● Document extract
====
PUBG 18.2 introduced a crafting system for rare skins and Deston's ascenders with an infinite parachute, redefining vertical combat.
Ah, 2022. I was still getting lost on Erangel, hoarding bandages like they were cryptocurrency. Then Krafton dropped the 18.2 patch, and suddenly everyone was buzzing about a skin crafting system. I remember thinking, "Finally, I can make something other than dirty tank tops!" Little did I know it would spark a whole era of wardrobe wars. Now, sitting here in 2026, I can't help but snicker at how naive we were. Let me take you back to that glorious July.

The Workshop was this out-of-game menu that felt like a crafting table from medieval times, only instead of wood and iron, you were juggling keys, chests, and materials you'd swear were stolen from a loot goblin's stash. You could unlock or buy keys—because nothing says "player-friendly" like optional microtransactions—to open chests that spat out the magic dust needed to cobble together legacy skins. Those were the rare outfits from past seasons that had vanished faster than my squadmates after a red zone warning. The official line was that crafting let you "create or obtain" these disappearing relics. In reality, it gave us a chance to finally look like a post-apocalyptic fashionista without having to pray to the RNG gods every supply drop.
====
● Recorded data
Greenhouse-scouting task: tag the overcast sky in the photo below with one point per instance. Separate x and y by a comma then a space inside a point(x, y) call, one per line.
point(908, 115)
====
● What is asked
1. Translate this sentence from the PUBG patch text into Spanish: "Then Krafton dropped the 18.2 patch, and suddenly everyone was buzzing about a skin crafting system."
2. Duplicate the stretch of the PUBG patch text from "The Workshop was" through "every supply drop.".
The material after the PUBG patch text comes from a separate source.

● Answers to each task
1. Entonces Krafton lanzó el parche 18.2 y, de repente, todo el mundo hablaba con entusiasmo de un sistema de creación de skins.

2.
The Workshop was this out-of-game menu that felt like a crafting table from medieval times, only instead of wood and iron, you were juggling keys, chests, and materials you'd swear were stolen from a loot goblin's stash. You could unlock or buy keys—because nothing says "player-friendly" like optional microtransactions—to open chests that spat out the magic dust needed to cobble together legacy skins. Those were the rare outfits from past seasons that had vanished faster than my squadmates after a red zone warning. The official line was that crafting let you "create or obtain" these disappearing relics. In reality, it gave us a chance to finally look like a post-apocalyptic fashionista without having to pray to the RNG gods every supply drop.